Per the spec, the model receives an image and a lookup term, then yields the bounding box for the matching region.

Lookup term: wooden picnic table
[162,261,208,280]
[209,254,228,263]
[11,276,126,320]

• • • • • • •

# WHAT IS NEEDED
Without omission, retype the full listing shown above.

# FINISHED EXERCISE
Per the spec, the model receives an image and a lookup term, then yields the bounding box for the matching region.

Lookup term: wooden picnic table
[162,261,208,280]
[209,254,228,263]
[11,276,126,320]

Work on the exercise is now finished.